Tuesday, 2 June 2009

Transportation as a Fulcrum of Change: PPS Congratulates NJ Transit on ITE Best Project Award

Press Release from Project for Public Spaces www.pps.org

Transportation as a Fulcrum of Change:  Project for Public Spaces Congratulates New Jersey Transit on ITE Best Project Award

New York, NY, May 29, 2009 – Project for Public Spaces congratulates the New Jersey Department of Transportation (NJDOT) on receiving the prestigious Institute of Transportation Engineers' (ITE) Best Project Award for their work on Route 31 in Flemington, New Jersey.  The project illustrates the out-of-the-box thinking that every transportation agency needs to engage for reorienting transportation projects to more global outcomes.  If we can transform the way the transportation establishment views its mandate, as exemplified in the case of Route 31 , we can rapidly and positively affect community building around the country.

Local and national leaders are realizing that status quo transportation and land use patterns are undesirable, environmentally damaging and fiscally beyond reach—in short, unsustainable.  This awareness has led to calls for a timely and reasonable government repositioning and response.  While many other states have given such transformations lip service, NJDOT was one of a handful of state DOTs who took action.   The Route 31 study was the catalyst for a organization-wide change that led to the institutionalization of these new concepts in a program called New Jersey FIT: Future in Transportation.

▸ **Provided data**
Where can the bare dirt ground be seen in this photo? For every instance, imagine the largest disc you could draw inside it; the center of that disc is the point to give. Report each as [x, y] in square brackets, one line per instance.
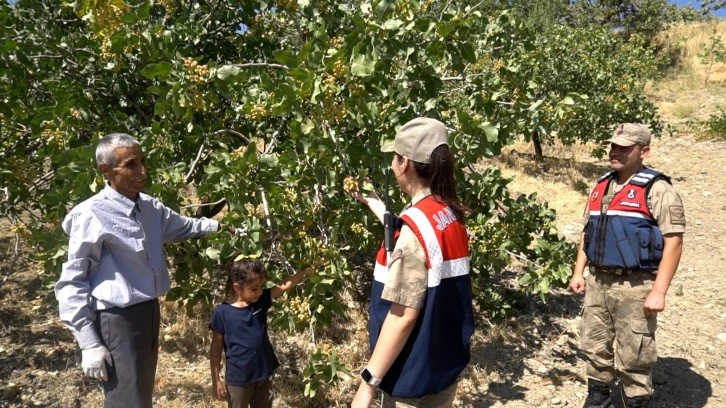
[531, 360]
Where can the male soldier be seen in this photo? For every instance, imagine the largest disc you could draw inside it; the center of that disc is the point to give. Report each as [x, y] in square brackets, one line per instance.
[633, 242]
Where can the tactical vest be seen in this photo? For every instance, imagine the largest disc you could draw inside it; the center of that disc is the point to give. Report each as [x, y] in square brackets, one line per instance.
[437, 351]
[624, 233]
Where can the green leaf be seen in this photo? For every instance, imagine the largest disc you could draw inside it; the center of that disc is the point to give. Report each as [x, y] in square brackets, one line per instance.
[490, 131]
[308, 126]
[299, 74]
[227, 71]
[152, 71]
[269, 159]
[286, 57]
[362, 66]
[430, 104]
[392, 24]
[130, 18]
[212, 253]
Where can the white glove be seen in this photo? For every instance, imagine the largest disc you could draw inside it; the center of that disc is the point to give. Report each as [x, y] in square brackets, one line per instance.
[92, 362]
[240, 231]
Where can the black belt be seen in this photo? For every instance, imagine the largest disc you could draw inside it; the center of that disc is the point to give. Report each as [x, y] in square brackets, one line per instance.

▸ **Exercise set**
[A] Summarize the press release in two sentences.
[B] List every term the press release uses to describe status quo transportation and land use patterns.
The records have no connection to the press release.

▸ **Responses for each task**
[A] Project for Public Spaces congratulates the New Jersey Department of Transportation on receiving the Institute of Transportation Engineers' Best Project Award for its work on Route 31 in Flemington, New Jersey. As local and national leaders recognize that status quo transportation and land use patterns are unsustainable, NJDOT was one of a handful of state DOTs that took action, and its Route 31 study led to an organization-wide change institutionalized in a program called New Jersey FIT: Future in Transportation.

[B]
- undesirable
- environmentally damaging
- fiscally beyond reach
- unsustainable